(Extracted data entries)
• • •

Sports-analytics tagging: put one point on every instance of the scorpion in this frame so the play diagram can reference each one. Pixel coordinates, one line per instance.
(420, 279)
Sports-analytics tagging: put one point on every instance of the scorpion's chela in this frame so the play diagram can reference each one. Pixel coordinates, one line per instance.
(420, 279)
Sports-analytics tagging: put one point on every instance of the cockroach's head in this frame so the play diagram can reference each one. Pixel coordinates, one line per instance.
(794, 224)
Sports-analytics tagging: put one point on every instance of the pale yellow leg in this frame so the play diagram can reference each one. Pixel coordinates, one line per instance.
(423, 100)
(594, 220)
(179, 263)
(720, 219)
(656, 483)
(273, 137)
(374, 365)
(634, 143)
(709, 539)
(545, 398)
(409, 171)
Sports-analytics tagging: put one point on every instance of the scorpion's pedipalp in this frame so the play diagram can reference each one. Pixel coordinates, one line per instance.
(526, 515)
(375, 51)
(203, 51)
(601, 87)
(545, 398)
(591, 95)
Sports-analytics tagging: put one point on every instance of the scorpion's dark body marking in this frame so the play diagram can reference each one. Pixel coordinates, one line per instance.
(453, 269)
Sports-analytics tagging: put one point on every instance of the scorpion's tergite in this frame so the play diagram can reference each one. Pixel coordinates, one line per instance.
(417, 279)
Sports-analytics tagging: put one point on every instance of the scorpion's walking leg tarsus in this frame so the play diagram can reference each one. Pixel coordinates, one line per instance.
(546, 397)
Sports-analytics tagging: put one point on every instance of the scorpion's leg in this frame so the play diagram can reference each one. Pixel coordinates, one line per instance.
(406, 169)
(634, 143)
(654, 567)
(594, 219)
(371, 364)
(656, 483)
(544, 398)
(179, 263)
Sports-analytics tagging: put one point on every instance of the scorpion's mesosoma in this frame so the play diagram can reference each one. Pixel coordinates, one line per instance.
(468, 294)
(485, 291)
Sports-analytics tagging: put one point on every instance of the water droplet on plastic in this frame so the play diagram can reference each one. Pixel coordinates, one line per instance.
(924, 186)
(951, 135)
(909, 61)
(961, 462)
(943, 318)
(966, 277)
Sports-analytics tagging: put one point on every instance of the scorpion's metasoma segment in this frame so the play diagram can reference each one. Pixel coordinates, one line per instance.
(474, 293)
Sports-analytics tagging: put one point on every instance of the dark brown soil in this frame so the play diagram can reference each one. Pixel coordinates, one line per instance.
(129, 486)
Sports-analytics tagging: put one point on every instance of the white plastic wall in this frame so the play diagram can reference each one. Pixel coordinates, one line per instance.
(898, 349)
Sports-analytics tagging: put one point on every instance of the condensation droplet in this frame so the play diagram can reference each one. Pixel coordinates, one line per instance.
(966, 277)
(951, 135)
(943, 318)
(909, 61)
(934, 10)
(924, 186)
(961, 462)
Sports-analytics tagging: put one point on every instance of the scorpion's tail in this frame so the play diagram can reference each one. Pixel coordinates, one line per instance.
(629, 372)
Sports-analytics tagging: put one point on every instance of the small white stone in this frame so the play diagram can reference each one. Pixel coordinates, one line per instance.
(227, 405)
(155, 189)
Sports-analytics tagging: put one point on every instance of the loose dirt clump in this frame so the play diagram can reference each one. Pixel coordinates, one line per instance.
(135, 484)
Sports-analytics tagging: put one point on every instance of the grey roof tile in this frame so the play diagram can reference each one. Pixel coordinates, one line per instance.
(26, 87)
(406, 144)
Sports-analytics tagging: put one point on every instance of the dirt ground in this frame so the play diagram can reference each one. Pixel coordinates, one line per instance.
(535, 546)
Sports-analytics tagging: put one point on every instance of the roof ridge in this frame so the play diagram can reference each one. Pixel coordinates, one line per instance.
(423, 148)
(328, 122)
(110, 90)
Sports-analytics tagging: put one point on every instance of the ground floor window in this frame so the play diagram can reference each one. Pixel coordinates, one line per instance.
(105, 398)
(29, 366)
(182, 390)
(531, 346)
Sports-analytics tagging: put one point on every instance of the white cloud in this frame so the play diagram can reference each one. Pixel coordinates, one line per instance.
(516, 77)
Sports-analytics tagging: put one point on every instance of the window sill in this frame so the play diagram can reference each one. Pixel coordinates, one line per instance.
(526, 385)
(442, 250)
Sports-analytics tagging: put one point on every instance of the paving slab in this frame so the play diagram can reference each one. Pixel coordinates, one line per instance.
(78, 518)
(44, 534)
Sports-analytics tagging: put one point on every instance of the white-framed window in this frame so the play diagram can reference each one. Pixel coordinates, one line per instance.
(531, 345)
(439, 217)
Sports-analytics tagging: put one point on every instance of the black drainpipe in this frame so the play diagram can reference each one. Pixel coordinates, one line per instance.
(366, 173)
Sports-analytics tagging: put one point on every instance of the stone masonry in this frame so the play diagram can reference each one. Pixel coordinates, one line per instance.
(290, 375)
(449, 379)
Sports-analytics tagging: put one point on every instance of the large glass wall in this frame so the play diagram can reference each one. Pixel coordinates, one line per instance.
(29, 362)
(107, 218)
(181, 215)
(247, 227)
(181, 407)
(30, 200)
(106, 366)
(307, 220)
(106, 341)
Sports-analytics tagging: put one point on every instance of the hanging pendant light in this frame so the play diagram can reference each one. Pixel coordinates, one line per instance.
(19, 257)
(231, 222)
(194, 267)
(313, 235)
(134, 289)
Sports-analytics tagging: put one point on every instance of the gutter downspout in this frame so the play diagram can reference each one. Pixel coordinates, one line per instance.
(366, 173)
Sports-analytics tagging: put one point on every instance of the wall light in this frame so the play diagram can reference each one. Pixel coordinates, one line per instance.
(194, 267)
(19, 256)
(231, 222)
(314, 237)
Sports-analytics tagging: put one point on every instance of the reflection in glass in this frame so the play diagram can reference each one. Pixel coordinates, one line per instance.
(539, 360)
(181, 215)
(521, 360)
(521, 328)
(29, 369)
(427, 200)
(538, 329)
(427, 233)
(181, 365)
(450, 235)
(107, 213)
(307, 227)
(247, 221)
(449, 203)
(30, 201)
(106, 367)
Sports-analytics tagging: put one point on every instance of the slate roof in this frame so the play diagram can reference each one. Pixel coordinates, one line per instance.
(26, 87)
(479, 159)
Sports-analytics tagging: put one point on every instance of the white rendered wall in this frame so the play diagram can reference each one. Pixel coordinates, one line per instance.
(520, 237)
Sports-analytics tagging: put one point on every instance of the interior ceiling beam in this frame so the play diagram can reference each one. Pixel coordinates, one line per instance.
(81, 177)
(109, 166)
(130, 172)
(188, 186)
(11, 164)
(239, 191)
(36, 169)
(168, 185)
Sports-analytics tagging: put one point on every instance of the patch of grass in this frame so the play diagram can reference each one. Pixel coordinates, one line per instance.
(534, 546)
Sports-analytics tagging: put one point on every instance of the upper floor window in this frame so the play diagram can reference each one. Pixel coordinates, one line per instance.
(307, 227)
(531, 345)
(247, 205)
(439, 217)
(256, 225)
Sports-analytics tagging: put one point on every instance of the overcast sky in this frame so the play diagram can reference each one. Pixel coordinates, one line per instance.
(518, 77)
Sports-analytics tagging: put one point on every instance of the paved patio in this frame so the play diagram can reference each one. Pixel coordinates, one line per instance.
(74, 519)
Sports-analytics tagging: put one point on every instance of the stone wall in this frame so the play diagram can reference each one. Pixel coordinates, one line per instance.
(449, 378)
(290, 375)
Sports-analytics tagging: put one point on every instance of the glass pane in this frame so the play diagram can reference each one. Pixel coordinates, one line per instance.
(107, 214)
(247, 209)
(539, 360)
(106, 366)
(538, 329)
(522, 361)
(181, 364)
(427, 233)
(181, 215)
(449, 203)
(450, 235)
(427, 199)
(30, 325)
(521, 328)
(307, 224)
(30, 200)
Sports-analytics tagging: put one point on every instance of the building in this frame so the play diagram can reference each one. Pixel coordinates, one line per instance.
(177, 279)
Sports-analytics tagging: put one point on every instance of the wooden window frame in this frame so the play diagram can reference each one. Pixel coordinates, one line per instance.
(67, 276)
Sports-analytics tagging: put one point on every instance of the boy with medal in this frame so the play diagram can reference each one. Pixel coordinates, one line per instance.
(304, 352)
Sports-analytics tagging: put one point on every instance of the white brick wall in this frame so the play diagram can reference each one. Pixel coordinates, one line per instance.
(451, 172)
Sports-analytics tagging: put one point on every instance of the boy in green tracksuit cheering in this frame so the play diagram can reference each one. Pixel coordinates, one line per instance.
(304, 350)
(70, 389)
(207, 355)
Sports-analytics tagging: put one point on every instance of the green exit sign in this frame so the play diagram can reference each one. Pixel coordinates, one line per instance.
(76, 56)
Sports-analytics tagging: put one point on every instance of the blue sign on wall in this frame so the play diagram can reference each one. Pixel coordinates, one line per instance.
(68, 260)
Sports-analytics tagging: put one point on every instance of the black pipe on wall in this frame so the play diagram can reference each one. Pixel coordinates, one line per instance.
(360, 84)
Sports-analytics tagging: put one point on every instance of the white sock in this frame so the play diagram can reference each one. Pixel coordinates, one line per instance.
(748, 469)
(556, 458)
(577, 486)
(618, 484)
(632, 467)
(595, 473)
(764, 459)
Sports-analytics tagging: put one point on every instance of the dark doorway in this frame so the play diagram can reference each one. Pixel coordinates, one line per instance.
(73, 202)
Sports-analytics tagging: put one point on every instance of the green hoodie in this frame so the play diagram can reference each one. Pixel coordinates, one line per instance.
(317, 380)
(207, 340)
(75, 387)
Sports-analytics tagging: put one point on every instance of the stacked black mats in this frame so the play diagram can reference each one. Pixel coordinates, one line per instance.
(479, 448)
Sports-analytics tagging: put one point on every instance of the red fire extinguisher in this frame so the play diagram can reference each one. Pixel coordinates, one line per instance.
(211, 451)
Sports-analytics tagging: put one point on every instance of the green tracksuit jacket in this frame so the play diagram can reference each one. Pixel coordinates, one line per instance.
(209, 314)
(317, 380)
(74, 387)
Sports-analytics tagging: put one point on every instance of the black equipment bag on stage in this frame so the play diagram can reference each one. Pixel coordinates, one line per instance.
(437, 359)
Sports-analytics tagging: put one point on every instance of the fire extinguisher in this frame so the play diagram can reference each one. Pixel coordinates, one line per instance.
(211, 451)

• • •

**What is required**
Please write out only the lines from the one containing "of the fire" to the end of the records above, exactly, both ends included.

**Output for this task**
Sports-analytics tagging: put one point on every instance of the fire extinguisher in this frame so the play diagram can reference each one. Pixel coordinates, one line per instance.
(211, 451)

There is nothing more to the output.